» Task instructions: Copy out each of the entries below word for word, omitting the pictures.

» Material to process:
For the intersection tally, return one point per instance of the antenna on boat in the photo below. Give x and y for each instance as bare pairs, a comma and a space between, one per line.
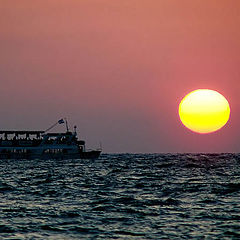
66, 124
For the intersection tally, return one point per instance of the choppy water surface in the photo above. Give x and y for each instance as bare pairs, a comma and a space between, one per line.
126, 196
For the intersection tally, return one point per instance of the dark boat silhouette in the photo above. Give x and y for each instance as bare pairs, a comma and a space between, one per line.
43, 145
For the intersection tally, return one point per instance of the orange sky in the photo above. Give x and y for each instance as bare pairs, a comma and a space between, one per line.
118, 69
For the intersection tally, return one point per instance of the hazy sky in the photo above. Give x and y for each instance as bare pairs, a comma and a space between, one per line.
118, 69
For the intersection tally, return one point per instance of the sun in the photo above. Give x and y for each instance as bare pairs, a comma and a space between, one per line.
204, 111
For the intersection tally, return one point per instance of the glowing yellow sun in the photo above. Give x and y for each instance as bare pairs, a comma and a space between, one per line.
204, 111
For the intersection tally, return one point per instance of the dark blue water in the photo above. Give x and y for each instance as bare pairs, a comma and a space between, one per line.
149, 196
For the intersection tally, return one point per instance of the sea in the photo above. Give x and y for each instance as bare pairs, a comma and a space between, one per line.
122, 196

» Final result:
For the intersection tally, return one point per instance of the antenna on boat in the photo below. Give x and y for each instance as bare pairs, a comma and a space between, one per line.
66, 124
For the intersection tally, return one point per instance of the choppy water surface in the photo above. Give x and y for each instance as bare pairs, a comma and a space between, one per line.
126, 196
For the intersection tally, return one point per instance of the dark boat silhouette in the photo above. Give x and y for each instance as bare pairs, a comma and a space between, one per line.
43, 145
For the intersection tally, return one point per instance of the orange sky in the photo above. Give x and y for each instance as bare pairs, a comma and a space between, one per line.
118, 69
For the intersection tally, return one point per instance of the hazy sky in the photo above. Give x and y for each instance as bare pairs, a comma and a space between, one per line.
118, 69
For the intersection tally, return one point per instance of the sun in the photo above. Give x and y for each instance as bare pairs, a comma and a space between, one per line.
204, 111
For the intersection tally, return one point per instance of the glowing yellow sun in the photo above. Give x and y for each instance as bare pairs, a comma and a space between, one per line.
204, 111
For the intersection tally, return one point per instance of the dark blue water in the photo above. Give x and y for each instance as bare pairs, a comma and a space between, one per line.
149, 196
For the intersection tally, return one point per instance of the sea in the photo above. Give x and y for each instance as bare pairs, a comma and a space between, one per line.
122, 196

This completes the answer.